[Rows from a pointing dataset]
· · · · ·
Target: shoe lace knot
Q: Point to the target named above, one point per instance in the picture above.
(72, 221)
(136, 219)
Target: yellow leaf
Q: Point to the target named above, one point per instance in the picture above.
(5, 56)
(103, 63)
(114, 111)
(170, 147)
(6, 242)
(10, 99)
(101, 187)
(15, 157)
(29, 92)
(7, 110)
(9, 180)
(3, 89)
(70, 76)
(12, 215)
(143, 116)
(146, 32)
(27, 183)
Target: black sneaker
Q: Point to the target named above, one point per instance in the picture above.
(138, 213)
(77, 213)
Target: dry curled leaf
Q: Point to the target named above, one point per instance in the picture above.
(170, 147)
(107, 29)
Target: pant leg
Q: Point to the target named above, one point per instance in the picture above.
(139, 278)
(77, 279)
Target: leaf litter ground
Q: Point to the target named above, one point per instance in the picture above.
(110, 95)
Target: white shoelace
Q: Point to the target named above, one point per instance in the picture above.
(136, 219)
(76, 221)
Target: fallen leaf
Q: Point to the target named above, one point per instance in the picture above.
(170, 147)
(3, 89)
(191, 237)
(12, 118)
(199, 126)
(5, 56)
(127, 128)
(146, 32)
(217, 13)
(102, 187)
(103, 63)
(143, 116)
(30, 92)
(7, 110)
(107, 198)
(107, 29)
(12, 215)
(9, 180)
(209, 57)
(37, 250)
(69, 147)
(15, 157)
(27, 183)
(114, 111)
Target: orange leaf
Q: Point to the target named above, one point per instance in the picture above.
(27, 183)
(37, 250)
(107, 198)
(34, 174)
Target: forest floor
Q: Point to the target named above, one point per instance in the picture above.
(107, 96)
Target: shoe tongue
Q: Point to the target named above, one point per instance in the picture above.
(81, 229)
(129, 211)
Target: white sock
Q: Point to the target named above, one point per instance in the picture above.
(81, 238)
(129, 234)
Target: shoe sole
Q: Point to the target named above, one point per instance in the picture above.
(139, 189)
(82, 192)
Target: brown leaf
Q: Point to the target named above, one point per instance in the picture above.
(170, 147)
· · · · ·
# [Goal]
Turn every line of the rows above into a numbered list, dropping any blank lines.

# [The solution]
1. Target: shoe lace knot
2. Q: Point to the target named above, one point per instance in the picture above.
3. (72, 221)
4. (136, 219)
5. Target: yellow leaf
6. Q: Point to the target named above, one point per instance in the picture above.
7. (5, 56)
8. (103, 63)
9. (114, 111)
10. (170, 147)
11. (6, 242)
12. (10, 99)
13. (101, 187)
14. (15, 157)
15. (29, 92)
16. (7, 110)
17. (9, 180)
18. (3, 89)
19. (70, 76)
20. (12, 215)
21. (143, 116)
22. (146, 32)
23. (27, 183)
24. Target: black sneaker
25. Q: Point to the target named above, one point per instance in the picture above.
26. (138, 213)
27. (77, 213)
28. Target: dry curled leaf
29. Q: Point to the target named above, one point per instance in the picture above.
30. (170, 147)
31. (107, 29)
32. Target: pant leg
33. Q: Point to the target named above, one point per instance in the picture above.
34. (139, 278)
35. (77, 279)
36. Target: leaf litter ground
37. Q: Point to the target named above, one point per instance in the picture above.
38. (110, 95)
39. Target: white shoelace
40. Q: Point to the target named above, one point per instance in the picture above.
41. (136, 219)
42. (76, 221)
43. Target: fallen leaf
44. Q: Point to the target named above, one point per instance in the picture above.
45. (170, 147)
46. (3, 89)
47. (191, 237)
48. (12, 118)
49. (199, 126)
50. (5, 56)
51. (127, 128)
52. (146, 32)
53. (217, 13)
54. (102, 187)
55. (103, 63)
56. (143, 116)
57. (30, 92)
58. (7, 110)
59. (107, 198)
60. (107, 29)
61. (12, 215)
62. (9, 180)
63. (209, 57)
64. (37, 250)
65. (69, 147)
66. (15, 157)
67. (27, 183)
68. (114, 111)
69. Target: orange leaf
70. Q: Point to the target named above, one point per instance in the picture above.
71. (27, 183)
72. (37, 250)
73. (107, 198)
74. (34, 174)
75. Target: forest floor
76. Q: Point to the target named above, one point per instance in the picture above.
77. (107, 96)
78. Target: shoe tongue
79. Q: Point to the target named above, one point per instance in the picture above.
80. (81, 229)
81. (129, 211)
82. Target: white sock
83. Q: Point to the target named above, one point per instance in the picture above.
84. (81, 238)
85. (129, 234)
86. Target: shoe sole
87. Q: Point to the target named above, one point per instance in the picture above.
88. (139, 189)
89. (82, 192)
90. Target: brown leaf
91. Q: Point to the target named above, one point per instance in the picture above.
92. (170, 147)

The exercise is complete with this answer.